## Exercise set
1. Please rewrite the paragraph beginning "Lilliana Torreh-Bayouth wanted to attend university" in the text about two judges below as a short bulleted list that keeps its main facts.
2. According to the text about two judges below, in what month and year was Torreh-Bayouth appointed a Judge of the U.S. Immigration Court?
3. List every country that the text about two judges below names as a place the illegal aliens in Torreh-Bayouth's cases principally come from.
Study text Block Start
Justice Berger examined the Canadian Broadcast Act and laws pertaining to the CBC. He found that, "the statutory scheme, I find has as its object to safeguard the journalistic integrity and programming independence of CBC. Absent cogent evidence of mischief calculated to subvert the democratic process and absent evidence of statutory breach, this Court should not enter the broadcasting arena and usurp the functions of the broadcast media. The political agenda is best left to politicians and the electorate; television programming is best left to the independent judgement of broadcast journalists and producers."

Justice Berger concluded, "The decision of the CBC was a non-governmental decision and not subject to Charter scrutiny."

Judge Lilliana Torreh-Bayouth, BA'79, U.S. Immigration Court, Miami

Lilliana Torreh-Bayouth wanted to attend university in England, but her father, Hiram Torreh Rigual, a Puerto Rican Supreme Court Justice, wanted her to study in the United States. They compromised on Canada (and McGill) where Torreh-Bayouth studied political science before attending the University of Texas Law School. She then became a specialist in immigration and family law in Miami. "I didn't have the temperament for a lawyer," she reflected recently. "If I lost a case I took it personally and suffered more than my clients." Her appointment as a Judge of the U.S. Immigration Court in December 1995 was a welcome change. Torreh-Bayouth, 37, was surprised to find the judicial role a natural one. The cases principally concern illegal aliens from Haiti, Cuba and Nicaragua. "Most are economic refugees and I can feel really bad about sending them back, but I have to uphold the law which is more conservative than in Canada." Judge Torreh-Bayouth's special interest is animal rights. She has served as volunteer attorney for the Animal Legal Defense Fund and Animal Rights Foundation of Florida.
Study text Block End
Stored data Block Start
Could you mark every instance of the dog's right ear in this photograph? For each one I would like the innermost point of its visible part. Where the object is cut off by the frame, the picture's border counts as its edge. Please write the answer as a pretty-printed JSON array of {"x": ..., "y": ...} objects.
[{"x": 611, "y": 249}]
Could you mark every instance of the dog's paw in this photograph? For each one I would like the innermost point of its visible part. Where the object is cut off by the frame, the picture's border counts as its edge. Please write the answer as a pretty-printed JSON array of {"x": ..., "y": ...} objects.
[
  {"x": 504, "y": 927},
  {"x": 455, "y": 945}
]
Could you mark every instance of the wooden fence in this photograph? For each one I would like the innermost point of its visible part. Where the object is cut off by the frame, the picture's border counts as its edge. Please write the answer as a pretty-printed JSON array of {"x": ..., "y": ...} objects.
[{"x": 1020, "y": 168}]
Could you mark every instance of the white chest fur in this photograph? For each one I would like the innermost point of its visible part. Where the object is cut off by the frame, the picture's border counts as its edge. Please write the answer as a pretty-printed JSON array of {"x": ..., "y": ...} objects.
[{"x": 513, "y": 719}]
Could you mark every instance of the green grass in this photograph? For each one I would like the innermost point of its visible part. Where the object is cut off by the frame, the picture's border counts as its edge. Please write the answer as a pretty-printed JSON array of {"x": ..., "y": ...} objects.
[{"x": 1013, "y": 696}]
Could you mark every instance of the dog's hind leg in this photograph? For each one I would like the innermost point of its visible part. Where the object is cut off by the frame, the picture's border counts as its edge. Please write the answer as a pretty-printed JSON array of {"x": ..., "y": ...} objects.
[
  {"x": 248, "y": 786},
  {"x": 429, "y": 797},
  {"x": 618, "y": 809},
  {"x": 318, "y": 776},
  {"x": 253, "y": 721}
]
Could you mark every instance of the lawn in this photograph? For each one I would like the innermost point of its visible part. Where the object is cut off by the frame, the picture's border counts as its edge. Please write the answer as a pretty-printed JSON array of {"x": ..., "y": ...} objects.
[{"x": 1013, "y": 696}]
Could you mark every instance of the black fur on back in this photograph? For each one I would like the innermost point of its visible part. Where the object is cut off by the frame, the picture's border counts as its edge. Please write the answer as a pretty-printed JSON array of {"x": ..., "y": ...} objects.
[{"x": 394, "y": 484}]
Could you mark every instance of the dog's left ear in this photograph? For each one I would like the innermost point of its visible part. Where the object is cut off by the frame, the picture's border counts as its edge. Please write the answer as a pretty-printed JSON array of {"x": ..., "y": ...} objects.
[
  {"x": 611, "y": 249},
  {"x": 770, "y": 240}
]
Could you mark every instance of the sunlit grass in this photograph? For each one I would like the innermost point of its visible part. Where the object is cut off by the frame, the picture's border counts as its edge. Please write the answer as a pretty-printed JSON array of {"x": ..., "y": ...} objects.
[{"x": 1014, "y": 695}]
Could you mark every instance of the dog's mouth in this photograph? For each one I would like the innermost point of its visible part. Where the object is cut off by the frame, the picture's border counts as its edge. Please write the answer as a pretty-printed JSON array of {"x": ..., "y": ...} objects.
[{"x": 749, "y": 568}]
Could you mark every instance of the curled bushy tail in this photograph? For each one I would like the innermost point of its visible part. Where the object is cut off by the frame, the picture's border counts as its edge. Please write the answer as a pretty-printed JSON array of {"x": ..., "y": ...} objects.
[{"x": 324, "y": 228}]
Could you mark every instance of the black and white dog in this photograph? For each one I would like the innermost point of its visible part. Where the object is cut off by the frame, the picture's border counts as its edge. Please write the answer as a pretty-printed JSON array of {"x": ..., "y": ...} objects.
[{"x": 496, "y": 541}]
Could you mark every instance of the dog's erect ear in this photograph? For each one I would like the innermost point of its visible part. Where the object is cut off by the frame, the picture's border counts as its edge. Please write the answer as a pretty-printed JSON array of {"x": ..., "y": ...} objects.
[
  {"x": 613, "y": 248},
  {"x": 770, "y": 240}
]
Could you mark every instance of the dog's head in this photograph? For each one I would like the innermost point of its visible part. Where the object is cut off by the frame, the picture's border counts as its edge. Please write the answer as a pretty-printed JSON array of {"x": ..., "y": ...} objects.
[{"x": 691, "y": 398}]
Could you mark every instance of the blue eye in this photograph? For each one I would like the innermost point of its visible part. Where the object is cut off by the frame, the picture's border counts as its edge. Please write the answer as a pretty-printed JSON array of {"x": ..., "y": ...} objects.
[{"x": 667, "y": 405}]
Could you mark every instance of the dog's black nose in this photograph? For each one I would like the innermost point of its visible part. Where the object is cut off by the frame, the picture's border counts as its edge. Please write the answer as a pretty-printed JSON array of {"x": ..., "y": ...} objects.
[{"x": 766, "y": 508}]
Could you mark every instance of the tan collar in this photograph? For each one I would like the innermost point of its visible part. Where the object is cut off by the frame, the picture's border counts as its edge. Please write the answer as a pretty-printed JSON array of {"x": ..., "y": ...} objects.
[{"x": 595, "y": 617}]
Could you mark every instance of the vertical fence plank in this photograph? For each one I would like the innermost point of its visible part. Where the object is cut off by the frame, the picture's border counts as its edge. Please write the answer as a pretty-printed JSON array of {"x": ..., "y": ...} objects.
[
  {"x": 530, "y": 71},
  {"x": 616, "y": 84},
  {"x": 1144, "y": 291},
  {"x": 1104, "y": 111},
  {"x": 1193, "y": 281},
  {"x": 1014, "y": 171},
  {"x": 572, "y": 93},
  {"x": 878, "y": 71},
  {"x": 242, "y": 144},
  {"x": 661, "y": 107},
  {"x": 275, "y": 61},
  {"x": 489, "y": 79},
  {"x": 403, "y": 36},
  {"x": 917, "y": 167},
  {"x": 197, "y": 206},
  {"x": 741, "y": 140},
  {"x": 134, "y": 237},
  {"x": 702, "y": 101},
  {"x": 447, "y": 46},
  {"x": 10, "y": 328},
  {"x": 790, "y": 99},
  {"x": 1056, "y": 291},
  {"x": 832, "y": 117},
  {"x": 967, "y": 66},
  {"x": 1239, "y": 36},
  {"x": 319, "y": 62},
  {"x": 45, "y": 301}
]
Stored data Block End
## Exercise results
1.
- Torreh-Bayouth wanted to study in England. Her father, Puerto Rican Supreme Court Justice Hiram Torreh Rigual, wanted her to study in the United States. They compromised on Canada and McGill.
- She studied political science at McGill, then attended the University of Texas Law School.
- She specialized in immigration and family law in Miami. She found she lacked a lawyer's temperament because she took lost cases personally.
- In December 1995 she was appointed a Judge of the U.S. Immigration Court. At 37 she found the judicial role a natural one.
- Her cases mainly involve illegal aliens from Haiti, Cuba and Nicaragua. Most are economic refugees, but she must uphold a law that is more conservative than Canada's.
- Her special interest is animal rights. She has volunteered as an attorney for the Animal Legal Defense Fund and the Animal Rights Foundation of Florida.

2. December 1995

3.
- Haiti
- Cuba
- Nicaragua